RECORDS FOR THIS TASK

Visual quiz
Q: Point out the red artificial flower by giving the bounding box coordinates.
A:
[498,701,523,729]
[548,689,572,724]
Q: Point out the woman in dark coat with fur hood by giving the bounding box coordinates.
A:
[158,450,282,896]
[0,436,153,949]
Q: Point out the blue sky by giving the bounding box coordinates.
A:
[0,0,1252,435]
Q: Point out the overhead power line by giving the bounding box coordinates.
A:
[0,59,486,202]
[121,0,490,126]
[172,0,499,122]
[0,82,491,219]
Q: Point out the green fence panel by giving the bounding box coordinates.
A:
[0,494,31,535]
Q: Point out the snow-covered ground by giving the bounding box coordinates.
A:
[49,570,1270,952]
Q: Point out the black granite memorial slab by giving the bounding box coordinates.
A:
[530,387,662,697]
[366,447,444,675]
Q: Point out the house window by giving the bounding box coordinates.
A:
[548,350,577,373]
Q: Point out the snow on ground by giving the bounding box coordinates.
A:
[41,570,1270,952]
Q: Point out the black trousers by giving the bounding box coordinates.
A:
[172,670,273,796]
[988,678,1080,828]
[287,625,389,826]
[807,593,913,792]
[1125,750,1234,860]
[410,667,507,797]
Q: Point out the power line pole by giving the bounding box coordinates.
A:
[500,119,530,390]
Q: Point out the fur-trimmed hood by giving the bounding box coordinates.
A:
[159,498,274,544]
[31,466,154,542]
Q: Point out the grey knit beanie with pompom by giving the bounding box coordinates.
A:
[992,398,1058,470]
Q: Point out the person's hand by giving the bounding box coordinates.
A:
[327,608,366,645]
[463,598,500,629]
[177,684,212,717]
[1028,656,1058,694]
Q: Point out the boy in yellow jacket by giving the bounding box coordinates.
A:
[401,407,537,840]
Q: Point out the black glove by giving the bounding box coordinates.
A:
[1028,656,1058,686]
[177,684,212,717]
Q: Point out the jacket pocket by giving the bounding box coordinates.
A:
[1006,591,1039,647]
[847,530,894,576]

TO DO
Please copy all the rows above word for word, keeping every character unchanged.

TASK RESULT
Visual quiz
Q: Point out the red artificial flower by giving the bounding box coordinates.
A:
[498,701,523,729]
[548,689,572,724]
Q: Point out the woman in dark coat with fur hood by giving the bounding box coordinates.
A:
[158,450,282,896]
[0,436,153,949]
Q: Point out the blue sky by giving the bounding box coordinates.
A:
[0,0,1252,435]
Q: Point out the overhead power line by giving the bounding box coordinates.
A:
[0,59,486,202]
[121,0,490,126]
[172,0,499,122]
[0,82,491,219]
Q: Point out the green fence panel by giving the bounding box coordinates.
A:
[0,494,31,535]
Q: Point out the snow-covered ground by giving the bounding box coordinates.
A:
[49,570,1270,952]
Q: Point out the black granite memorial slab by giving the bounding box coordinates.
A:
[530,387,662,697]
[366,447,444,675]
Q: Point out the house window by giving the bounding box coordinates.
A:
[548,350,577,373]
Q: Point out the snow on ground by giving the bounding box coordinates.
A:
[41,570,1270,952]
Q: Point out the black trousers by giving the bounding box coordinates.
A:
[172,670,273,796]
[988,678,1080,828]
[287,625,389,826]
[807,593,913,792]
[1125,750,1234,860]
[410,667,507,797]
Q: Point out the power line pole by giving the bounding box coordinates.
A:
[500,119,530,390]
Q: Point out the fur-trimmed hood by giving the bounding box coordinates.
A:
[159,498,274,544]
[31,466,154,542]
Q: Point out the grey knit beanie with pompom by giving the bounding box coordinates.
A:
[992,398,1058,470]
Q: Point out the person's hand by giving the bounding box coordinates.
A:
[327,608,366,645]
[463,598,500,629]
[177,684,212,717]
[1028,656,1058,694]
Q: Point out the boy in yellow jacket by giving the bounding box coordinates.
A:
[401,407,537,840]
Q: Point out the black glove by giving the bounding box coordinates.
A:
[1028,656,1058,686]
[177,684,212,717]
Q: Point out the jacket pocket by giving the bounding box coordinates.
A:
[1006,591,1039,647]
[847,530,894,576]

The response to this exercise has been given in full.